◆ Exercise details: Restate all of the data exactly.

Stored data

···

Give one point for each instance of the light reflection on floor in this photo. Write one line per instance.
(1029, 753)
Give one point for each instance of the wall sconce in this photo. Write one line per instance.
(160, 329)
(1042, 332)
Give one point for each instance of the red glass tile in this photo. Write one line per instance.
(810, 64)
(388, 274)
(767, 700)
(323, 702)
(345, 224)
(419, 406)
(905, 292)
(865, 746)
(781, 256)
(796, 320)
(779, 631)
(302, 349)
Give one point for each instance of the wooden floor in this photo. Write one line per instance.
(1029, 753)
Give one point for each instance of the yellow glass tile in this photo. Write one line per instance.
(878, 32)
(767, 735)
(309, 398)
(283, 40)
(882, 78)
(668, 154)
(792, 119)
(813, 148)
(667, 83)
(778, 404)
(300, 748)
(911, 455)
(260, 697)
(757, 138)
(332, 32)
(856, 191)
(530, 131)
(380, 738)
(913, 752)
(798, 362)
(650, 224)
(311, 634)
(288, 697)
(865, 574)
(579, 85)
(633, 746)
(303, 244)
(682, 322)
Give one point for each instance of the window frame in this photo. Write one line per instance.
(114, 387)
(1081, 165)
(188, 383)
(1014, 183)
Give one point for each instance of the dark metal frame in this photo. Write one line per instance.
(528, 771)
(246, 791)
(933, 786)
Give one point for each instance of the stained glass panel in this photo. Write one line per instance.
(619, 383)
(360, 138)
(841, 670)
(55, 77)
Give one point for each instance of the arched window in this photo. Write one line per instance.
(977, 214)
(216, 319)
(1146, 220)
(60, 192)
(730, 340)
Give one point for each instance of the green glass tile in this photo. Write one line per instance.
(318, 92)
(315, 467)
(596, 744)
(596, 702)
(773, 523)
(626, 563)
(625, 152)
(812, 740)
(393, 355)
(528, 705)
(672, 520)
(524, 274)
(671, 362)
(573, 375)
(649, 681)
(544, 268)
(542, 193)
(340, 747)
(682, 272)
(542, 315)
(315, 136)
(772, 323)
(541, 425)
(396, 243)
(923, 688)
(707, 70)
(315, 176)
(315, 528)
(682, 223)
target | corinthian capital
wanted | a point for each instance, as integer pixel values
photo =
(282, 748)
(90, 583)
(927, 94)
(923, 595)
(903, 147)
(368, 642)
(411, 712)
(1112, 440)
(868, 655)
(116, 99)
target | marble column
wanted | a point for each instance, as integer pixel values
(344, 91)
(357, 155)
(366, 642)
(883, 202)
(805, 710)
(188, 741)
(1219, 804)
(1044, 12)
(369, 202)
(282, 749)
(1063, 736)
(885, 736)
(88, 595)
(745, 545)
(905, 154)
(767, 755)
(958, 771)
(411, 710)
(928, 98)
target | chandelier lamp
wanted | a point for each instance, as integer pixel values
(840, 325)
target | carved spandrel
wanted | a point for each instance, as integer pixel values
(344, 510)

···

◆ Response to this task:
Give one point for each instance of the light reflection on floor in this photo. Write one line per instance.
(1029, 753)
Give one point for each instance of the wall sconce in this photo. Write one line per instance.
(160, 329)
(1042, 332)
Give one point for each instance of the red glass tile in this photo. Write one line per instance.
(810, 64)
(388, 274)
(767, 700)
(323, 702)
(345, 224)
(419, 406)
(905, 292)
(865, 746)
(781, 256)
(796, 320)
(779, 631)
(302, 349)
Give one point for each instance of the wooden floor in this photo. Write one line per instance.
(1029, 753)
Give one point for each instance of the yellow glass tile in this photo. Write one line per instance.
(878, 32)
(767, 735)
(309, 398)
(283, 40)
(882, 78)
(668, 154)
(792, 119)
(813, 148)
(667, 83)
(778, 404)
(300, 748)
(911, 455)
(260, 697)
(757, 138)
(332, 32)
(856, 191)
(530, 131)
(380, 738)
(913, 752)
(798, 362)
(650, 224)
(311, 634)
(288, 697)
(865, 574)
(579, 85)
(633, 746)
(303, 244)
(682, 322)
Give one point for each instance of the window frame in this photo. Write one line per instance.
(114, 387)
(1081, 165)
(188, 383)
(1014, 183)
Give one point for each instance of the dark metal frame in this photo. Write one line per instance.
(528, 771)
(246, 791)
(933, 786)
Give one point for each instance of the stained glass panel in this photo. Write one line per instance.
(619, 383)
(360, 138)
(841, 670)
(55, 77)
Give one point for each instance of the arched window in this photo. Write one line per instance.
(977, 214)
(216, 319)
(1146, 220)
(60, 192)
(730, 340)
Give one point for each instance of the green glass tile in this photo. Write one line per instance.
(318, 92)
(315, 467)
(596, 744)
(596, 702)
(773, 523)
(626, 563)
(625, 152)
(812, 740)
(393, 355)
(528, 705)
(672, 520)
(524, 274)
(671, 362)
(573, 375)
(649, 681)
(544, 268)
(542, 193)
(340, 747)
(682, 272)
(542, 315)
(315, 136)
(772, 323)
(541, 425)
(396, 243)
(923, 688)
(707, 70)
(315, 176)
(315, 528)
(682, 223)
target | corinthian capital
wanted | a point for each instance, as integer pixel values
photo =
(282, 748)
(90, 583)
(927, 94)
(923, 595)
(903, 147)
(368, 642)
(411, 712)
(1112, 440)
(868, 655)
(116, 99)
target | marble column
wanted | a point for each instance, as integer pixel values
(344, 91)
(357, 155)
(366, 642)
(883, 202)
(805, 710)
(188, 741)
(1219, 804)
(1044, 12)
(369, 202)
(282, 749)
(1063, 736)
(885, 736)
(88, 595)
(745, 545)
(905, 154)
(767, 755)
(958, 771)
(411, 710)
(928, 98)
target | chandelier lamp
wanted | a point for each instance, as integer pixel values
(840, 325)
target | carved spandrel
wanted | a point for each instance, as integer pixel values
(344, 510)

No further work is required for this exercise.